**EXERCISE INSTRUCTIONS:**
Each line below must be transcribed exactly, and no picture may appear in the transcription.

**DATA FOR THIS EXERCISE:**
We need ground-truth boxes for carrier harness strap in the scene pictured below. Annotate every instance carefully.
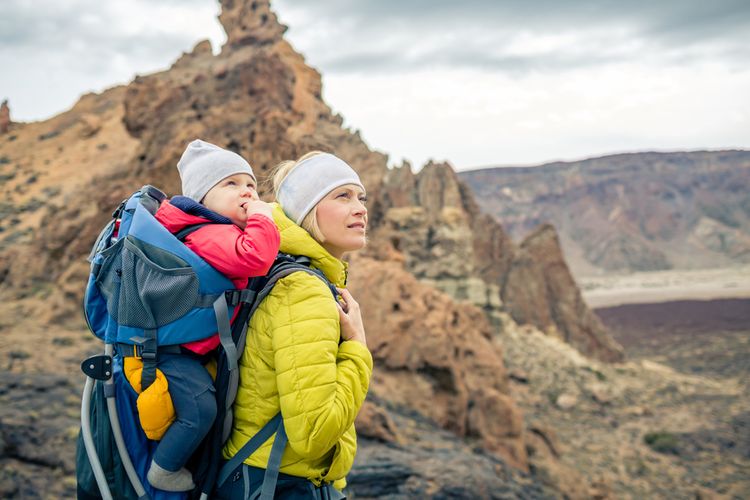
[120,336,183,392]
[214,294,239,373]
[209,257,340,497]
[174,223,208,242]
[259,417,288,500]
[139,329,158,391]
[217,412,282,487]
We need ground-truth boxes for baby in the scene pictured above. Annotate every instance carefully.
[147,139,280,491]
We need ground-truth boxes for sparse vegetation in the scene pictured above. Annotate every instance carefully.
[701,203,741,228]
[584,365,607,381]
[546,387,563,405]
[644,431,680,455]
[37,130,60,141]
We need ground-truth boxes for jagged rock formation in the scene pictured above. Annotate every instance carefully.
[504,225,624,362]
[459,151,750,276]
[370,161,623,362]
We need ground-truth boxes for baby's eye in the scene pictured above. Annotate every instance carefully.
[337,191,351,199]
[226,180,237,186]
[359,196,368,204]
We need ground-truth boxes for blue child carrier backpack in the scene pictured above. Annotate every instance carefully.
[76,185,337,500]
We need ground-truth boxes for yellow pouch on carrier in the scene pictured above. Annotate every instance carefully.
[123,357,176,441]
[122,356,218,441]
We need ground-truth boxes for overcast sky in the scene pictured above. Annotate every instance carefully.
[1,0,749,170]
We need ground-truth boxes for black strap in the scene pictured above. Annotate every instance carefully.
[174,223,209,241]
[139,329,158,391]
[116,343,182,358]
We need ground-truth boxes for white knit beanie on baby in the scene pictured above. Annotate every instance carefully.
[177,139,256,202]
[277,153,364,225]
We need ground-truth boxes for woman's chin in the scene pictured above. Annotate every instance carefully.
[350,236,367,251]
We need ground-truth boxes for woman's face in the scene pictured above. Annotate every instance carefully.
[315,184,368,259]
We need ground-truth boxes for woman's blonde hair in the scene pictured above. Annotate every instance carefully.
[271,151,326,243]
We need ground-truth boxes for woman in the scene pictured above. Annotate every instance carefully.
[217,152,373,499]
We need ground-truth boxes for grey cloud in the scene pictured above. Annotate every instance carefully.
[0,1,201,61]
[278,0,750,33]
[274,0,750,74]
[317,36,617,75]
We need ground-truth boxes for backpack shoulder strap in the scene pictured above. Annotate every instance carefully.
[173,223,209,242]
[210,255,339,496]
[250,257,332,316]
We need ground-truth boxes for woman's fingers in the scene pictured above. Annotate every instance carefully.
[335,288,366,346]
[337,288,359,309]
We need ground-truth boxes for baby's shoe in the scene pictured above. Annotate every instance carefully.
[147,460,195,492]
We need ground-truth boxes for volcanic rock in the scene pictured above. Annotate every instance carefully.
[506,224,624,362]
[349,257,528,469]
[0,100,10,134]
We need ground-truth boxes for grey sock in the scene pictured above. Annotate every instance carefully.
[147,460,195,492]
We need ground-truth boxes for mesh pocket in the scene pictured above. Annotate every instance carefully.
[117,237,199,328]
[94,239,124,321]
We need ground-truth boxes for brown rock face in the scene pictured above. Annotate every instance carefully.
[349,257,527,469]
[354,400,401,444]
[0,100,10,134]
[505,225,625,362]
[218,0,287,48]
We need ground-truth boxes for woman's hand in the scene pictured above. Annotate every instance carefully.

**TASK RESPONSE:**
We need ground-truth boxes for carrier harness strap in the scene pictured below. Annotate every instance carefully.
[120,336,183,392]
[214,294,239,373]
[209,257,340,497]
[174,223,208,242]
[259,417,288,500]
[139,329,158,391]
[217,412,282,487]
We need ground-truth boxes for baby in the scene pictured above. Annotate every instance carefully.
[147,139,280,491]
We need ground-truth boxes for sparse vegetation in the scene pictured above. Annotate every instance carefully.
[701,203,741,228]
[584,365,607,381]
[546,387,563,405]
[644,431,680,455]
[37,130,60,141]
We need ground-truth boxes for jagged rock formation in the scene pictured above. Annotate every instance carefully.
[504,225,624,362]
[459,151,750,276]
[370,161,623,362]
We need ground-truth boxes for baby's eye in the scene pictured above. Annotate every instance carefully.
[337,191,351,199]
[226,180,237,186]
[359,196,368,204]
We need ground-truth boxes for blue child carrier backpack in the scene pictured above. Annotate every instance carefully.
[76,185,337,500]
We need ground-truth boxes for yellow pouch on carrier in the scene pictured above. Annotate every instance carefully.
[123,357,176,441]
[122,356,218,441]
We need ground-truth boxes for overcast sky in the scene pictured above. Annotate every instance carefully.
[1,0,749,170]
We need ground-truth boxes for black strap in the scene pictured above. Annotate every instance carefully.
[174,223,209,241]
[139,329,158,391]
[116,343,182,358]
We need ground-truth boxes for white knit beanie on baby in the scene pictured above. Annotate every instance carefully.
[177,139,256,202]
[277,153,364,225]
We need ground-truth boxes for woman's chin in the scene pictured above. Annotate every instance carefully.
[350,236,367,251]
We need ground-truth boxes for woman's face in the scene pictured above. Annotate every instance carefully.
[315,184,368,259]
We need ground-truth boxes for woman's blonde hair in the scene pictured above. Annotate every instance carefully.
[271,151,326,243]
We need ground-truth boxes for woman in the scene pictured above. Annotate every instance carefully.
[217,152,373,499]
We need ground-truth boxes for grey cloud in the scene pictured above. Annotate every instance carefully.
[0,1,201,61]
[278,0,750,33]
[274,0,750,74]
[317,36,617,75]
We need ground-truth boxes for backpack shoulder strap in the scene pictured above. Annotate every instance carefully.
[173,223,209,242]
[210,255,339,496]
[250,257,332,316]
We need ground-truth boxes for woman's fingers in the scene pictured above. Annotate every instance carefully.
[335,288,366,346]
[337,288,359,309]
We need ground-truth boxes for baby's shoe in the scene pictured above. Annotate every instance carefully.
[147,460,195,492]
We need ground-truth boxes for volcanic rock in the scene pictured above. Annotate every instance carefully.
[506,224,624,362]
[349,257,528,469]
[0,100,10,134]
We need ground-truth boxes for grey sock in the scene pictured above. Annotate every instance carefully.
[147,460,195,492]
We need ground-truth boxes for mesh pocket in the scene pictured above. Annotate every instance carefully.
[117,237,199,328]
[94,239,124,321]
We need ground-truth boxes for brown rock face in the scene pictured above. Annotate every instance carefully.
[349,257,527,469]
[354,400,401,444]
[0,100,10,134]
[505,225,625,362]
[218,0,287,48]
We need ground-truth boxes for woman's hand in the scene pictured above. Annotate every instance carefully.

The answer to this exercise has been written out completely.